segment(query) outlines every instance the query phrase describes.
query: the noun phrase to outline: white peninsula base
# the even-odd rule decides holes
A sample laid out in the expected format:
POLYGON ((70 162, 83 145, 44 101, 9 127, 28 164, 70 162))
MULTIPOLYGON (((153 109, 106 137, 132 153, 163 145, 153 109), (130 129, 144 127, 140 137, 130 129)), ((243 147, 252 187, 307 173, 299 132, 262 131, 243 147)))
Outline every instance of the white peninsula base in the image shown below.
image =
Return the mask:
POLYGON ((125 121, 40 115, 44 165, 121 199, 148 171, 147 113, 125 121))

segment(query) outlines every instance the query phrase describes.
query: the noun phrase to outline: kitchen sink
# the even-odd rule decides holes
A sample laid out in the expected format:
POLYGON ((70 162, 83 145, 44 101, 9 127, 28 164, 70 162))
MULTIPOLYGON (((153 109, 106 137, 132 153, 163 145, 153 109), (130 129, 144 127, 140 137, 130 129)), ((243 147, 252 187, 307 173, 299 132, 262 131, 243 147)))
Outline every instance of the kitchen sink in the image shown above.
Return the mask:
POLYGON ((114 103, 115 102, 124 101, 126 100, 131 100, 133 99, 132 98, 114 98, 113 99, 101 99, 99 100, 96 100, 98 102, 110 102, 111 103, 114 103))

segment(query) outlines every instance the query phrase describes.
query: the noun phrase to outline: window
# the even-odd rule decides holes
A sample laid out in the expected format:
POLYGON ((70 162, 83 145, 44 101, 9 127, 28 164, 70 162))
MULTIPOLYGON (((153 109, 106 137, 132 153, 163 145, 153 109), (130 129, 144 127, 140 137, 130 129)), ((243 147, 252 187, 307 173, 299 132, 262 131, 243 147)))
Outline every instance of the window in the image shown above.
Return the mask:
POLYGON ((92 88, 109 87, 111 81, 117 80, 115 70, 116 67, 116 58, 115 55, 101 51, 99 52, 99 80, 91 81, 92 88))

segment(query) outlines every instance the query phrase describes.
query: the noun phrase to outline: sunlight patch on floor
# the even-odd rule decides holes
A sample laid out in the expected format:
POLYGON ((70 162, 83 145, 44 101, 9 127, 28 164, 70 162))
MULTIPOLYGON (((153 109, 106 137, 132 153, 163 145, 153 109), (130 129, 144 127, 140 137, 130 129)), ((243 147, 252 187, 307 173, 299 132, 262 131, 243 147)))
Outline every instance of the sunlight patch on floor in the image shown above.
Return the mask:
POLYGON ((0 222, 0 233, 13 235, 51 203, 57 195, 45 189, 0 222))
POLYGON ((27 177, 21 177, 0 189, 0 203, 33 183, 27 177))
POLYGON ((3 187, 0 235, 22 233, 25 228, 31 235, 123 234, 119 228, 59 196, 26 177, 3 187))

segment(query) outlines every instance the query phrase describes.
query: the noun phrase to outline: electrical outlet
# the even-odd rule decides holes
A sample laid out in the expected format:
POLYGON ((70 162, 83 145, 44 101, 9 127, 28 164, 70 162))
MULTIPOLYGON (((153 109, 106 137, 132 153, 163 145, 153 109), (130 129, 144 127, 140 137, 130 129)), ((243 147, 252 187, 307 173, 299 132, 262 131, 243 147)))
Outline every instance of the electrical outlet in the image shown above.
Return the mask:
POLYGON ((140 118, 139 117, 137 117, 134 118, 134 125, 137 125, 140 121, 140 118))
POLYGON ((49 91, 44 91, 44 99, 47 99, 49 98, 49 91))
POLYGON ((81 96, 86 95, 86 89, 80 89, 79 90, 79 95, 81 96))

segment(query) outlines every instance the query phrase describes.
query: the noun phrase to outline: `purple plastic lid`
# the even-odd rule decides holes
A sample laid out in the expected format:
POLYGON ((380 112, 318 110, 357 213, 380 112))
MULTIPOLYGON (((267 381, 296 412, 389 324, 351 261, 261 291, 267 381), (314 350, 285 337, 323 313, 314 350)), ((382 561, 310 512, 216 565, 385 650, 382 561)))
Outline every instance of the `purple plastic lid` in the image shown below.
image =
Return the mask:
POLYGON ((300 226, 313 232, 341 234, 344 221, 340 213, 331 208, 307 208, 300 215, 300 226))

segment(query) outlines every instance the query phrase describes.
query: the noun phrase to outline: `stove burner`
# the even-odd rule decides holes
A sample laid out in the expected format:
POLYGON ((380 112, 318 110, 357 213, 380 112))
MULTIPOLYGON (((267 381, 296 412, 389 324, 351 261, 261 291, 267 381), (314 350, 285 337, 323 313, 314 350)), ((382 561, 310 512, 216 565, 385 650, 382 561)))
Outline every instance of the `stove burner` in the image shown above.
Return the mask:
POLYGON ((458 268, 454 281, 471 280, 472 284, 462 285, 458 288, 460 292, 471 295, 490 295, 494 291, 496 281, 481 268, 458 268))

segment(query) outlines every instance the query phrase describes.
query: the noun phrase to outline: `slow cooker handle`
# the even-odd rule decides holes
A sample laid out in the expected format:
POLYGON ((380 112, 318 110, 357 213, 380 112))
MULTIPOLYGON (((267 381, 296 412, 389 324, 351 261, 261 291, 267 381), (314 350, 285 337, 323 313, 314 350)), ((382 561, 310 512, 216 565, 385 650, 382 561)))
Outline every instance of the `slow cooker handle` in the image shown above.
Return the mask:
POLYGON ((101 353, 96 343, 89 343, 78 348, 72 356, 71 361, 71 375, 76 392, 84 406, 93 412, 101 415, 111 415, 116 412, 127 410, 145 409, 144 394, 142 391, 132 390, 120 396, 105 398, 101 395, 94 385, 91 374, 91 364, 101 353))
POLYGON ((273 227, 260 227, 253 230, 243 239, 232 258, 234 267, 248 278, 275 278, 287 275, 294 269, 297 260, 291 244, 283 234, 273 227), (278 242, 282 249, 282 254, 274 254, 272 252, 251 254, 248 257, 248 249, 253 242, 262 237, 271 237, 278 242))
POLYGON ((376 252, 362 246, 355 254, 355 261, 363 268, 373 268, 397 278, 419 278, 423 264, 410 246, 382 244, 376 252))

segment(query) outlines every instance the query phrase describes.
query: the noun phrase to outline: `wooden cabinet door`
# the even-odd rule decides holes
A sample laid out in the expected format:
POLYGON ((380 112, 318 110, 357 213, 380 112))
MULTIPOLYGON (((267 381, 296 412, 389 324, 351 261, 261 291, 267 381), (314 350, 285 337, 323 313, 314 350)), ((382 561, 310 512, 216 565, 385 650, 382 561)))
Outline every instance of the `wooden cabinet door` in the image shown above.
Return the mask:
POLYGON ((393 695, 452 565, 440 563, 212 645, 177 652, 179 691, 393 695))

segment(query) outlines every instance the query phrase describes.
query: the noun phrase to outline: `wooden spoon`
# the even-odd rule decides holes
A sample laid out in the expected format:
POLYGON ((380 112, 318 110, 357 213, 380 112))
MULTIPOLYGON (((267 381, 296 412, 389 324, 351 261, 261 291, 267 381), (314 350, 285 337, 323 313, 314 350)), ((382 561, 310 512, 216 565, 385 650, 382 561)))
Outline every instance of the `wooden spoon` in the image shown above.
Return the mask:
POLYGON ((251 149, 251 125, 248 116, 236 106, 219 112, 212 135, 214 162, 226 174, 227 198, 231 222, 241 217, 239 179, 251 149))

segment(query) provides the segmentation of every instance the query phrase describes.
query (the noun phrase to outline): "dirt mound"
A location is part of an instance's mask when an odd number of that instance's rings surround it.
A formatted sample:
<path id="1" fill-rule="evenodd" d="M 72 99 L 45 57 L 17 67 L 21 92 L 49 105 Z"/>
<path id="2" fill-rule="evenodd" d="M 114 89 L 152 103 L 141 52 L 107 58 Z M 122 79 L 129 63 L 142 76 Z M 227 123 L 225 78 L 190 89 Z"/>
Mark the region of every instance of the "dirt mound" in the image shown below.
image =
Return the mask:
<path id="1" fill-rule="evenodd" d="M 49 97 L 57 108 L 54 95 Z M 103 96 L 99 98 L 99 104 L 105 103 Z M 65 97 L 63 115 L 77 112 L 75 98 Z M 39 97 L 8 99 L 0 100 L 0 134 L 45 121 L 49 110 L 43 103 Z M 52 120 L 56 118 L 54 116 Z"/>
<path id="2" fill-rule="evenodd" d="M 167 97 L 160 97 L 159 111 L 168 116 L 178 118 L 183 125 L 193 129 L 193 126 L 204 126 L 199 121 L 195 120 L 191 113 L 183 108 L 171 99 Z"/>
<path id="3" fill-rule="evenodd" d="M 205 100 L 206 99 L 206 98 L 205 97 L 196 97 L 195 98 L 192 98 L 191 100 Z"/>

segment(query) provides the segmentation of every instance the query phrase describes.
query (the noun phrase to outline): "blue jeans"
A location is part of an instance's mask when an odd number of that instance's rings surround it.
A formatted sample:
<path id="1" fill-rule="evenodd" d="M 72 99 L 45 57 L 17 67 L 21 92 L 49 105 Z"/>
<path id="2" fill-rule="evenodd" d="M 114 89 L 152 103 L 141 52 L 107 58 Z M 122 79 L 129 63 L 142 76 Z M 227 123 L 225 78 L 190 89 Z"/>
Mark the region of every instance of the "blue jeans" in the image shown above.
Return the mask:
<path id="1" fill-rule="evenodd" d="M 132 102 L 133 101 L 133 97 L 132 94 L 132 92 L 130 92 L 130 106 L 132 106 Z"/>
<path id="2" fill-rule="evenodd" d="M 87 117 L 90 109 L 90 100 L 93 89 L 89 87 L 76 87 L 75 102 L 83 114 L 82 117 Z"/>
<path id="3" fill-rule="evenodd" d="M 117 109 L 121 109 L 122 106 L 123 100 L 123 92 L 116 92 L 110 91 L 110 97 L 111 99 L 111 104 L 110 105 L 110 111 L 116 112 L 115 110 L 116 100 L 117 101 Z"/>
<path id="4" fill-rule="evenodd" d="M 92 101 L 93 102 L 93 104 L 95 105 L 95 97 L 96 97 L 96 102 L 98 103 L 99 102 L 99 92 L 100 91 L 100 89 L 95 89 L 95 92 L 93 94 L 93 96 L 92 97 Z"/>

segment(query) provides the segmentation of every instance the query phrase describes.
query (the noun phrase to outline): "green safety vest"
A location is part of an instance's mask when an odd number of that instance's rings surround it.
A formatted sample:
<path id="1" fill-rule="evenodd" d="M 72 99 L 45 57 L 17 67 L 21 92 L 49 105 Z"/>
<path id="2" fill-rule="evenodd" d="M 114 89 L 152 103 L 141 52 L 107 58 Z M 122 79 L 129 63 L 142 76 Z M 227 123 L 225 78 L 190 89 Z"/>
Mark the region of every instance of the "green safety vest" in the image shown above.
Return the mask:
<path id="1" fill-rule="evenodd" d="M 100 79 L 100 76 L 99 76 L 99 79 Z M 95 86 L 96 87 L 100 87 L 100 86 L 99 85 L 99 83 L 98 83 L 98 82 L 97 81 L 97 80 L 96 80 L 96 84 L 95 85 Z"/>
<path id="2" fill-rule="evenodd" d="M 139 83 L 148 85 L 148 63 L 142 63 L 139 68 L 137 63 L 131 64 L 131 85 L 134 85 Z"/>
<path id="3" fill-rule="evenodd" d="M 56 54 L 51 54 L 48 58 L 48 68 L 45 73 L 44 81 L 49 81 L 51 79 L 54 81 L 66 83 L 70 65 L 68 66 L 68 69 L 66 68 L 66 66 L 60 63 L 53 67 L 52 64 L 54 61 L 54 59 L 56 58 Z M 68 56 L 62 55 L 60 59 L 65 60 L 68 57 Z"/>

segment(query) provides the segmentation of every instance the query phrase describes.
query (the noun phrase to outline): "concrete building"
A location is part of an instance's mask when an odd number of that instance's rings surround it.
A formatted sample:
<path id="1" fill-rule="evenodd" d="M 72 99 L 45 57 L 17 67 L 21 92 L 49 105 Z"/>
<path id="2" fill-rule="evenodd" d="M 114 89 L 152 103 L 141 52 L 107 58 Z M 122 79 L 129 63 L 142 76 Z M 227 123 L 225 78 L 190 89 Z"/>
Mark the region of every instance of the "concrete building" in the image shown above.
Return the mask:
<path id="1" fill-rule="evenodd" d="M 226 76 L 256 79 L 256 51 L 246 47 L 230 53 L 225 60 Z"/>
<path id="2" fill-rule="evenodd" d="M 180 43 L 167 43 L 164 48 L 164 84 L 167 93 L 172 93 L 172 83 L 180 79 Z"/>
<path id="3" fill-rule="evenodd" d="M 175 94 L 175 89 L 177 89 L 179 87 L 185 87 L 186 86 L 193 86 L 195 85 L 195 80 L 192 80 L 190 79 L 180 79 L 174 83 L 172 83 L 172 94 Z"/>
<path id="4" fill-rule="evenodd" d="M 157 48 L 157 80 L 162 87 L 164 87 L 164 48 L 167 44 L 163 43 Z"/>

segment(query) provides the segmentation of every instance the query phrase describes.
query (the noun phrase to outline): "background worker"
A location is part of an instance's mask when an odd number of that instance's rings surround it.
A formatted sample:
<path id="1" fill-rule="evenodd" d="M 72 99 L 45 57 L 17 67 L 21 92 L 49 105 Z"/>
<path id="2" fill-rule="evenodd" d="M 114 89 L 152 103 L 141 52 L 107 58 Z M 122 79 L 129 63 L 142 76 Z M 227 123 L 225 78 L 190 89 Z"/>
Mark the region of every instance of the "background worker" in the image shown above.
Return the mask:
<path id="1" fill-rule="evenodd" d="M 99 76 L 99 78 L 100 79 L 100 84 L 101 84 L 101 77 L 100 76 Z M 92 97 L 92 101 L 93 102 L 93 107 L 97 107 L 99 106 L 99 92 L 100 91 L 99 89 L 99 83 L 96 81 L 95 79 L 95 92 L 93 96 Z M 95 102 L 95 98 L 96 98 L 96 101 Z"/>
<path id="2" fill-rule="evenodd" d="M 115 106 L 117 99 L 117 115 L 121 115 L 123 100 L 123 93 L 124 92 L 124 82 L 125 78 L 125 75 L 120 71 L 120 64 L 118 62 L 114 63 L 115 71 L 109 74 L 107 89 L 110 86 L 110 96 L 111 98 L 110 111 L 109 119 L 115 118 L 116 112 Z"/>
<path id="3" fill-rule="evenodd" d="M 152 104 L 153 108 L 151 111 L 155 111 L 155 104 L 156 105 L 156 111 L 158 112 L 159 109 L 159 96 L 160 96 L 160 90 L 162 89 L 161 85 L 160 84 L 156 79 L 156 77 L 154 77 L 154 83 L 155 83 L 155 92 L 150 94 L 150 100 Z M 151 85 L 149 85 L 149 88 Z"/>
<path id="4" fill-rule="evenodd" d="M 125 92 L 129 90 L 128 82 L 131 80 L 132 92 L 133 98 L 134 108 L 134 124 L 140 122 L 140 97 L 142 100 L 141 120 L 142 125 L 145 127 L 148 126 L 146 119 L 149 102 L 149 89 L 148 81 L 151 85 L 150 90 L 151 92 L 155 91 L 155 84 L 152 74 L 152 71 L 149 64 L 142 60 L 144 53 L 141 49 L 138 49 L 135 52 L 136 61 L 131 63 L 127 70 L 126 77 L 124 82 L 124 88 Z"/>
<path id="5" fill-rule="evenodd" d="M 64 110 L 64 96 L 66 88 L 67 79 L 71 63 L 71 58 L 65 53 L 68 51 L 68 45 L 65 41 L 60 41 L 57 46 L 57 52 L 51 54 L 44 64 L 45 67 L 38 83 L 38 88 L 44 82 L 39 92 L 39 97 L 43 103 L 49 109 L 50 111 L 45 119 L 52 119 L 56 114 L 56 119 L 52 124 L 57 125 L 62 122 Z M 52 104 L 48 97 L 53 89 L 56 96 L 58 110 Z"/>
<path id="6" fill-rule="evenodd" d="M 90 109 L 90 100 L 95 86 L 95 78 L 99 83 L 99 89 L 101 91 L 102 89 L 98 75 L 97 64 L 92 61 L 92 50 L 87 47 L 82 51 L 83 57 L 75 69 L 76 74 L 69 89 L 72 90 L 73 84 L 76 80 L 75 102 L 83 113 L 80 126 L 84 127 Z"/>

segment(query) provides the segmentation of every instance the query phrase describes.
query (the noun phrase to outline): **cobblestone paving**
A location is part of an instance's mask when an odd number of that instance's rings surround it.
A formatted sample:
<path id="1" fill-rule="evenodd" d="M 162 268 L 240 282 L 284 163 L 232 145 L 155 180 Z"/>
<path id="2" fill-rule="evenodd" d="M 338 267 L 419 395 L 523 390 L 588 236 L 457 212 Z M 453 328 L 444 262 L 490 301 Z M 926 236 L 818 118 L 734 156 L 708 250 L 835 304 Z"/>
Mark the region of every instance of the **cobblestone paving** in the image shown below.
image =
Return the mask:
===
● WHAT THE EXERCISE ASKS
Which lines above contain the word "door"? Copy out each one.

● EXERCISE SOLUTION
query: the noun phrase to outline: `wooden cabinet door`
Outline every instance of the `wooden cabinet door` in the image shown above.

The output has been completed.